==== Task input ====

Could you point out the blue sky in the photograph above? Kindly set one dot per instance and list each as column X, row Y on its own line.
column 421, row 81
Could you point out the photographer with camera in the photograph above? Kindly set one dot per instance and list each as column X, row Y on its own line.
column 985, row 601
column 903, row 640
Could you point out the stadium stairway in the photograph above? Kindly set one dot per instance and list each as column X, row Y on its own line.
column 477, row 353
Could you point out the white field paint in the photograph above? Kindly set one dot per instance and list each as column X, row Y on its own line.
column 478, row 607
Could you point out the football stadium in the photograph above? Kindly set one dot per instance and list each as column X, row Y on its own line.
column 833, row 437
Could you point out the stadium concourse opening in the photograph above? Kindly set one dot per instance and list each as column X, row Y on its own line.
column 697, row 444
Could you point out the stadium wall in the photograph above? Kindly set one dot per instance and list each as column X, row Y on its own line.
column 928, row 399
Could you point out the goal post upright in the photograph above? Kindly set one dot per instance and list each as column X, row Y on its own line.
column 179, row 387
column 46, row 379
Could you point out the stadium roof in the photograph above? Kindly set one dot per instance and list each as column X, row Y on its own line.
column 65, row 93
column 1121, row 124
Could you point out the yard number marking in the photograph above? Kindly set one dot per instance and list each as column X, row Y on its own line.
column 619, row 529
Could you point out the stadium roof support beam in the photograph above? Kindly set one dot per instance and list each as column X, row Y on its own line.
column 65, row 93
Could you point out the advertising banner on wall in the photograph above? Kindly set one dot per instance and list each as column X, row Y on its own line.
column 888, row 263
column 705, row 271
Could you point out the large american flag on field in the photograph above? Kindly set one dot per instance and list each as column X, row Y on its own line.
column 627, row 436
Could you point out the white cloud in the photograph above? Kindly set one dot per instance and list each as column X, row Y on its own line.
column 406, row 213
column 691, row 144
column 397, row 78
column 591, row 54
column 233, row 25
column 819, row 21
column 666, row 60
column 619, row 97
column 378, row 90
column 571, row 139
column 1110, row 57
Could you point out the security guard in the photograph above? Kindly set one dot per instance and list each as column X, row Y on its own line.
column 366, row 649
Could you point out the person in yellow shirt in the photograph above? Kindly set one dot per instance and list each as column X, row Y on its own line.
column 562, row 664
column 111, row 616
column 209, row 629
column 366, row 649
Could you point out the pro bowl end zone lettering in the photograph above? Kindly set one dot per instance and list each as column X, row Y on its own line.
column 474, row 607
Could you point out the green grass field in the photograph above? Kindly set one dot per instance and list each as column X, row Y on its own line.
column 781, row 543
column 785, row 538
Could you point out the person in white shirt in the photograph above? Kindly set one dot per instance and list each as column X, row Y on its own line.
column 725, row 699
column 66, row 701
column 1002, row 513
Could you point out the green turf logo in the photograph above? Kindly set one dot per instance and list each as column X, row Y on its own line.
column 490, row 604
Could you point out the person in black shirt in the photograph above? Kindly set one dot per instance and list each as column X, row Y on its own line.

====

* _Exercise goal_: Print the entries again so that each one matches exactly.

* _Reply to the exercise_:
Could you point out the blue sky in the photograph above? Kindly set one dot per instance and list each as column X, row Y on its own line.
column 421, row 81
Could you point out the photographer with camera in the photograph above? Kindly set one dot per instance and list each as column X, row Y on its own line.
column 985, row 601
column 903, row 640
Could you point out the stadium stairway in the photograph above? Kindly set one dot per instance and list each as column X, row Y on its own line.
column 477, row 353
Could you point out the white field paint in the photograph above? Kindly set one dot per instance and list each as column X, row Y on its own line.
column 478, row 607
Could you point out the football stadium in the photograph above? Kindly set one dot per instance and list each as column X, row Y on its own line.
column 833, row 437
Could you point out the stadium concourse opening in the photograph above? Kindly set one dot per instance and list each as column X, row Y on its own line.
column 697, row 444
Could you point out the stadium wall in the photograph above? Kindly set one dot per instance and list each as column X, row Y on its own line.
column 928, row 399
Could you point out the goal post upright in the photograph above? Kindly set one dot per instance and list each as column X, row Y on its own line.
column 179, row 387
column 46, row 379
Could you point out the stadium roof in the photograph above? Kindly set one dot per instance and list each as column X, row Y on its own line.
column 65, row 93
column 1121, row 124
Could you point out the yard number marking in the photograph above? Kindly set one dot per instance and list each as column X, row Y on its own line.
column 619, row 529
Could you point out the stadium roof support beam in the photograph above? Kindly set one dot per instance and list each as column X, row Y on its own line.
column 65, row 93
Could you point out the advertising banner on wall in the photograph above? Kindly set one dot per instance and list each as column X, row Y on its own line.
column 888, row 263
column 705, row 271
Could you point out the large american flag on field in the photograph above? Kindly set one dot per instance and list each as column X, row Y on its own line.
column 627, row 436
Could you point out the white cloud in the photograph above? Kindly set one dot per instance and list each as column X, row Y on its own line.
column 406, row 213
column 691, row 144
column 397, row 78
column 591, row 54
column 233, row 25
column 819, row 21
column 666, row 60
column 619, row 97
column 378, row 90
column 571, row 139
column 1110, row 57
Could you point out the security guard in the photograph above? Kindly set one dot per instance and list each as column X, row Y on its own line.
column 366, row 649
Could you point out the person in yellow shirt in the photograph above? Kindly set one dot per instance and list each as column X, row Y on its own line.
column 562, row 664
column 111, row 616
column 209, row 629
column 366, row 649
Could you point out the pro bowl end zone lettering in the photograph above? Kindly set one dot per instance and list each as column X, row Y on its own line.
column 474, row 607
Could you point out the green grass field in the photograph above? Kindly set one dot per instance and list each as column X, row Y on its own line.
column 781, row 543
column 785, row 538
Could you point out the person in white shirt in the photograph above? Kindly set one dot per instance and list each as column X, row Y on its own line.
column 725, row 699
column 66, row 701
column 1002, row 513
Could you point out the green turf logo in the photograph above? Kindly set one dot per instance and list each as column X, row Y on its own line.
column 490, row 604
Could you point out the person in black shirt in the photograph above? Kindly set one dot per instance and list each as column X, row Y on its own line.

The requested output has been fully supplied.